Given request A: Switch "estate" to "territory" in the part of the native title passage that opens with the words containing "68.       The following" and closes with "held in an estate.", and give that part again.
☆ ☆ ☆ ☆ ☆ ☆ ☆
64.       In the present case the anthropologists’ report serves the very useful purpose of providing the contextual background against which the oral testimony of the applicants’ witnesses can be better understood.   Whether or not a particular statement in the report is to be classified as mere pleading, as expert opinion or as hearsay is not always readily apparent but to a very large extent the report can be accepted as both reliable and informative.   It contains some speculation but not much, and to the extent that it does, I have not found it necessary to refer to it.

 

65.       The applicants’ anthropological evidence is virtually unchallenged.   Drs Peterson and Devitt clearly have extensive experience in the anthropology of Aboriginal land tenure in the region.   They carried out extensive field work with the Aboriginal people associated with the claimed area and in addition to the report they prepared genealogies of the several claimant groups and mapped the very considerable number of significant sites to which reference was made in the evidence.  None of these documents has been the subject of challenge by the respondents either in cross-examination or by the calling of other expert evidence.   Subject to the reservations expressed earlier in these reasons, the anthropologists’ report provides an informative background to the oral testimony of the other witnesses and assists the Court’s understanding of the cultural significance of much of that evidence.

 

66.       The applicants also tendered and rely upon a considerable volume of historical material.   The vast majority of this material is interesting rather than relevant to the main issues of the case but nevertheless, being uncontroversial, some aspects of it assists in providing a better understanding of the historical context into which the present litigation fits.

 

67.       Having regard to these several matters, it is possible for the Court to make many findings of fact without canvassing in detail the evidence upon which they are based.

 

 

THE SYSTEM OF NATIVE TITLE

68.       The following summary of the system of native title relied upon by the applicants and the findings made hereafter relating to the composition of the various estate groups rely heavily on Peterson and Devitt.   The facts asserted are not controversial.

 

69.       The applicants’ system of native title has four components:

The estate -                  the primary spatial unit in which estate groups have native                                              title rights and interests.

The estate group -        all those people with native title rights and interests in an estate.

The incidents of           

    title -                        the native title rights and interests that are held in an estate.

 

 

The mechanism of succession -  the process by which estate groups threatened by extinction                     gain new right-holders.
☆ ☆ ☆ ☆ ☆ ☆ ☆
Given request B: List each line of the listing below that contains the string "shirt".

Source records:
☆ ☆ ☆ ☆ ☆ ☆ ☆
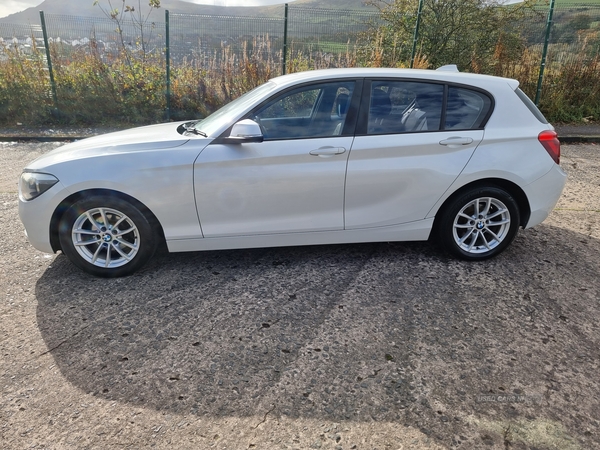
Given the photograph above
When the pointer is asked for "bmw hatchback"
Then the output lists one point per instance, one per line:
(320, 157)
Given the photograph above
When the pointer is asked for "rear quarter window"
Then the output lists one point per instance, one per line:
(466, 109)
(531, 106)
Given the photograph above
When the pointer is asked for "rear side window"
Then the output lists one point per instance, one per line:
(531, 106)
(404, 107)
(466, 109)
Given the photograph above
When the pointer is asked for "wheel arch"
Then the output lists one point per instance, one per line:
(513, 189)
(67, 202)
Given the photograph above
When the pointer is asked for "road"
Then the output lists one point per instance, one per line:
(374, 346)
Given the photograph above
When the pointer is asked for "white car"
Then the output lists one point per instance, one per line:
(319, 157)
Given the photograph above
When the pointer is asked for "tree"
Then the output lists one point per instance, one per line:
(138, 18)
(462, 32)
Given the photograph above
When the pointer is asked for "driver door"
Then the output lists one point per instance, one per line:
(291, 182)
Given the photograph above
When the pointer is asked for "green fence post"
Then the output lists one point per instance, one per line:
(168, 63)
(50, 71)
(285, 25)
(538, 92)
(416, 34)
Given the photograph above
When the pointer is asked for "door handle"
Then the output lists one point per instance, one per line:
(456, 141)
(327, 152)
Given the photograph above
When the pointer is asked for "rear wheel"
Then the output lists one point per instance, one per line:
(479, 224)
(107, 236)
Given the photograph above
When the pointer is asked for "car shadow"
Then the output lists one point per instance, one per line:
(370, 332)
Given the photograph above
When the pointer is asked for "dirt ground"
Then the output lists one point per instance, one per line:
(375, 346)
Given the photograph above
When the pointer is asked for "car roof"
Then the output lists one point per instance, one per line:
(425, 74)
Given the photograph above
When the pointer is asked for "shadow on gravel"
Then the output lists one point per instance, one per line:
(506, 350)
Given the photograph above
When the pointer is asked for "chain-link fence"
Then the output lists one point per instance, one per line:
(191, 64)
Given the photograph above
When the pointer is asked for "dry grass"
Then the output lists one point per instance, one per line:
(95, 87)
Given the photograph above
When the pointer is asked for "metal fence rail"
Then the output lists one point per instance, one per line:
(299, 39)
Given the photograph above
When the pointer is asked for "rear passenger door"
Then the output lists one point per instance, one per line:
(413, 140)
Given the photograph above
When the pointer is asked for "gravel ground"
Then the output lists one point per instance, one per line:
(375, 346)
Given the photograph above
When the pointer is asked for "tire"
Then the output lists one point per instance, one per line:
(116, 250)
(479, 224)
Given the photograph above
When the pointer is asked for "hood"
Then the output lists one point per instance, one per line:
(148, 138)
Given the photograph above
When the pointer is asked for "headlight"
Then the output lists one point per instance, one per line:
(32, 184)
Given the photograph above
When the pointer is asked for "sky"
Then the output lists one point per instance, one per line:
(12, 6)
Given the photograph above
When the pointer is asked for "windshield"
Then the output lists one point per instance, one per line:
(225, 116)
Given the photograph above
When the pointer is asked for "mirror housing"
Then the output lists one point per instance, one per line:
(244, 131)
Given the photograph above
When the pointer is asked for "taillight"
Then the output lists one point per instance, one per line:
(549, 139)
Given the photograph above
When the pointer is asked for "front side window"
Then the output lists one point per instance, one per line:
(306, 112)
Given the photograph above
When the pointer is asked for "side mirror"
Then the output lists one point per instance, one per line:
(246, 130)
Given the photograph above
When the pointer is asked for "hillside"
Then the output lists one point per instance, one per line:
(85, 8)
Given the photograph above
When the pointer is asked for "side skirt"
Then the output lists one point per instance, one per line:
(412, 231)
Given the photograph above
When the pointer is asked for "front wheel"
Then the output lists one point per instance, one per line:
(107, 236)
(479, 224)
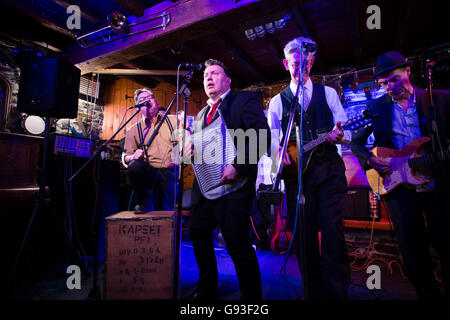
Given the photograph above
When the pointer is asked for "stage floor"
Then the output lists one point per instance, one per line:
(281, 280)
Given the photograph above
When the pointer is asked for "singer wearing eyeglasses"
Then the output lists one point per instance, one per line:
(324, 183)
(151, 171)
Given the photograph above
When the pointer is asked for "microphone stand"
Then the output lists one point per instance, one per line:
(176, 287)
(95, 292)
(273, 195)
(433, 122)
(181, 90)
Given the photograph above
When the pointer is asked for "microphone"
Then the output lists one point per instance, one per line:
(197, 66)
(140, 105)
(430, 65)
(309, 47)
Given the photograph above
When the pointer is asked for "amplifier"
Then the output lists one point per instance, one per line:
(72, 146)
(361, 204)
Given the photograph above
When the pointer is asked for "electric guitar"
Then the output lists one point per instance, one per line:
(311, 149)
(406, 164)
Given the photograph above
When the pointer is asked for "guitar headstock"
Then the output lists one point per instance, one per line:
(362, 120)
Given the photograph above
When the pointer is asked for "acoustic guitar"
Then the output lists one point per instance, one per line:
(311, 149)
(408, 166)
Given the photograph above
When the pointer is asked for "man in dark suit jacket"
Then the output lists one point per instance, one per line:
(403, 115)
(229, 211)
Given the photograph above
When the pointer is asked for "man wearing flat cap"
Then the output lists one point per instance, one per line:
(420, 214)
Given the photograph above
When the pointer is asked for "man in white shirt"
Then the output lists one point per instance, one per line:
(324, 184)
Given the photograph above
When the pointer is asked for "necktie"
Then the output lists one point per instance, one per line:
(212, 112)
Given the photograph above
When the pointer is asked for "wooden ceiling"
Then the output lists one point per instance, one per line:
(202, 29)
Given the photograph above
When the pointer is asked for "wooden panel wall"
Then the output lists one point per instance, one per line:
(116, 103)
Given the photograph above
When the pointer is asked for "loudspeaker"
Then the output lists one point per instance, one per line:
(49, 86)
(357, 204)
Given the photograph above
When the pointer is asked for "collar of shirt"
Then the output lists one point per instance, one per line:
(414, 97)
(149, 122)
(308, 91)
(210, 102)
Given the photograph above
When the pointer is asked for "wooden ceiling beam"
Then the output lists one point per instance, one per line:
(241, 56)
(189, 20)
(274, 49)
(135, 7)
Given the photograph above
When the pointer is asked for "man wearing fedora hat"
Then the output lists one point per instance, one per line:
(420, 213)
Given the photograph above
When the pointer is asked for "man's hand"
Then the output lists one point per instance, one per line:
(188, 150)
(336, 135)
(287, 158)
(382, 166)
(229, 174)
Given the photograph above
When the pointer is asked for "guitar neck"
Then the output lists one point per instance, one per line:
(428, 159)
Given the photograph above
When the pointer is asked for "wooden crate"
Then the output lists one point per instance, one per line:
(139, 255)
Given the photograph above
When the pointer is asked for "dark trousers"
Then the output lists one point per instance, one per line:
(158, 185)
(232, 216)
(421, 219)
(326, 275)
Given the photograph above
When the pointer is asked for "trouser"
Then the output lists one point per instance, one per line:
(157, 184)
(325, 270)
(421, 219)
(232, 217)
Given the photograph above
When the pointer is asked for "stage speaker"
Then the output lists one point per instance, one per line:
(357, 204)
(49, 86)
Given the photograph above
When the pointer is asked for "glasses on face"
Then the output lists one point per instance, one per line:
(393, 80)
(145, 98)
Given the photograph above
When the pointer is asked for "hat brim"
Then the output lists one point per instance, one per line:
(376, 75)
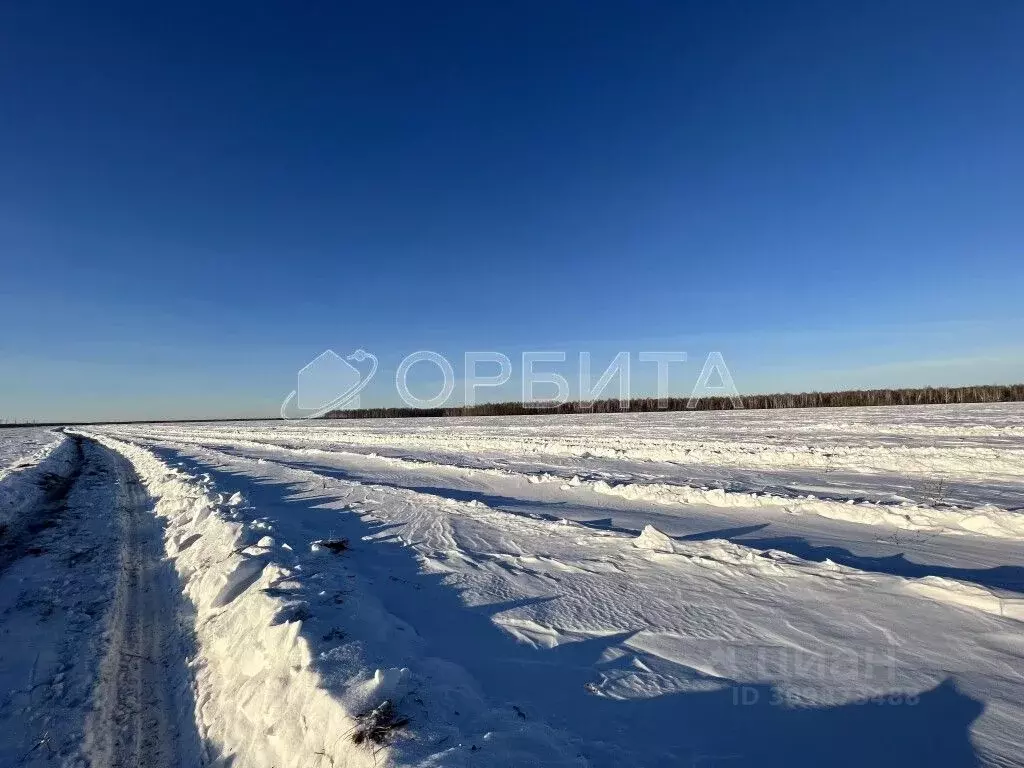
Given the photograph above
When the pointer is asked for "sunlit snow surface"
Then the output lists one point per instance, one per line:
(813, 587)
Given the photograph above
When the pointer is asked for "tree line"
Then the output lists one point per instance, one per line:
(850, 397)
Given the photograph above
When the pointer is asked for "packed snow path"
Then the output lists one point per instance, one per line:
(798, 589)
(92, 658)
(143, 710)
(841, 587)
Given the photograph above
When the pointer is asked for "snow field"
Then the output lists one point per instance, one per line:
(510, 638)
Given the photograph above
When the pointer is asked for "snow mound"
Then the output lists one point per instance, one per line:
(984, 520)
(23, 487)
(259, 698)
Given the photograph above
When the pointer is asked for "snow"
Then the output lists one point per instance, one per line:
(27, 455)
(765, 588)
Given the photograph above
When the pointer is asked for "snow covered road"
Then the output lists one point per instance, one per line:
(92, 657)
(800, 591)
(841, 587)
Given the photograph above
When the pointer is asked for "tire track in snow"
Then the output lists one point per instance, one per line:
(143, 714)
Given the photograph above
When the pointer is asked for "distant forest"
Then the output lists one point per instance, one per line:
(853, 397)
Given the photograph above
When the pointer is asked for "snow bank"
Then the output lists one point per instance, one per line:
(23, 486)
(259, 700)
(984, 520)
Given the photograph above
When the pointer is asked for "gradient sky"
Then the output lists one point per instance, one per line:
(197, 199)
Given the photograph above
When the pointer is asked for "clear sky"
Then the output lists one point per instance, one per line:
(197, 199)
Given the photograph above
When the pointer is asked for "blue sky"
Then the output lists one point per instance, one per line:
(196, 201)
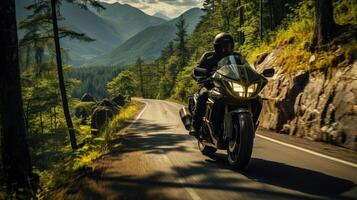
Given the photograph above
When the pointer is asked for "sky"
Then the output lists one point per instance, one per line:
(170, 8)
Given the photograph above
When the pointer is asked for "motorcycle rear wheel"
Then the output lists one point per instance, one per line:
(206, 150)
(241, 145)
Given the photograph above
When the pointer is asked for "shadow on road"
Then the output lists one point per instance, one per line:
(290, 177)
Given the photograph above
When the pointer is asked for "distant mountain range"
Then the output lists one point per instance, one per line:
(162, 16)
(119, 28)
(148, 43)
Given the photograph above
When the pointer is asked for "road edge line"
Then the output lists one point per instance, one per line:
(309, 151)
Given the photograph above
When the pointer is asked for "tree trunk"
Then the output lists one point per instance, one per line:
(62, 86)
(271, 21)
(241, 22)
(325, 27)
(15, 156)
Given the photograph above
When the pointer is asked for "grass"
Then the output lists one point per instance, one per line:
(295, 37)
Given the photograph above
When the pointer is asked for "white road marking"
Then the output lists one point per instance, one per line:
(309, 151)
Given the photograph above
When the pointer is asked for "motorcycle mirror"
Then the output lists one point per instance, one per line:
(269, 72)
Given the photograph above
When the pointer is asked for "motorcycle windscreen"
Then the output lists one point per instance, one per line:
(232, 68)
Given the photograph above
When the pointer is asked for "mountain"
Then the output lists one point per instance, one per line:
(162, 16)
(109, 27)
(128, 20)
(148, 43)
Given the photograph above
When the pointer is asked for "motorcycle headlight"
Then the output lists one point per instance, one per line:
(238, 88)
(251, 89)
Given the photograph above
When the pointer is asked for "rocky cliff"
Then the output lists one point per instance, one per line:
(319, 104)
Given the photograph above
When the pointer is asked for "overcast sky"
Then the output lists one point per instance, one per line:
(170, 8)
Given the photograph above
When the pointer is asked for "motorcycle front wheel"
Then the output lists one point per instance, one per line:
(241, 144)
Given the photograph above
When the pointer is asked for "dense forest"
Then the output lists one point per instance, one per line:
(38, 125)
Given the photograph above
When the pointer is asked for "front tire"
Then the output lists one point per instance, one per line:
(206, 150)
(241, 145)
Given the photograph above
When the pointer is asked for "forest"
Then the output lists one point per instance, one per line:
(44, 142)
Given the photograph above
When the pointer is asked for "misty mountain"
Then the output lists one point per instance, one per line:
(162, 16)
(109, 27)
(148, 43)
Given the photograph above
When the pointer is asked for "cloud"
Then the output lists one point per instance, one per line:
(170, 8)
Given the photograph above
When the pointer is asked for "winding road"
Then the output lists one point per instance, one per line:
(157, 159)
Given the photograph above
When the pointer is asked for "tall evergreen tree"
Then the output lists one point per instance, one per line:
(180, 39)
(325, 26)
(139, 65)
(15, 157)
(61, 78)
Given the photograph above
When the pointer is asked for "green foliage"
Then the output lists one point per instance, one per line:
(148, 43)
(119, 121)
(123, 84)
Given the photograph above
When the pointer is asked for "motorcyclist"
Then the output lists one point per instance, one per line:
(223, 46)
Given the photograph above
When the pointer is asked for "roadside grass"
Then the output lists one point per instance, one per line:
(55, 162)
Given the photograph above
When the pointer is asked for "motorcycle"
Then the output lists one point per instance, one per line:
(232, 109)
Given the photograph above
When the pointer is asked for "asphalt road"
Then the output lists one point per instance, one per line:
(159, 160)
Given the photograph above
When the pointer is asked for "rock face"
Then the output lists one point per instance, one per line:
(320, 105)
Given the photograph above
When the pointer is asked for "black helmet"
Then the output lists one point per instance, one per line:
(223, 44)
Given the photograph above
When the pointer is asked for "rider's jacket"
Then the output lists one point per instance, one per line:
(209, 61)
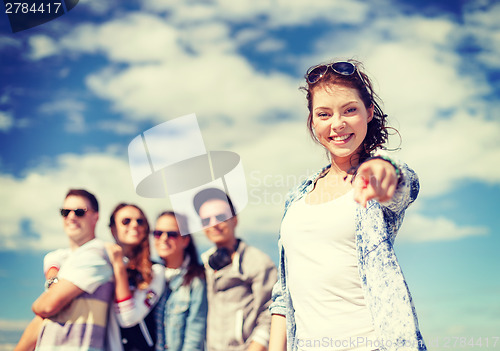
☆ ☆ ☆ ☆ ☆ ☆ ☆
Task solution A:
68.       The following summary of the system of native title relied upon by the applicants and the findings made hereafter relating to the composition of the various territory groups rely heavily on Peterson and Devitt.   The facts asserted are not controversial.

 

69.       The applicants’ system of native title has four components:

The territory -                  the primary spatial unit in which territory groups have native                                              title rights and interests.

The territory group -        all those people with native title rights and interests in an territory.

The incidents of           

    title -                        the native title rights and interests that are held in an territory.

Task solution B:
When the pointer is asked for "man in white shirt"
When the pointer is asked for "collar of shirt"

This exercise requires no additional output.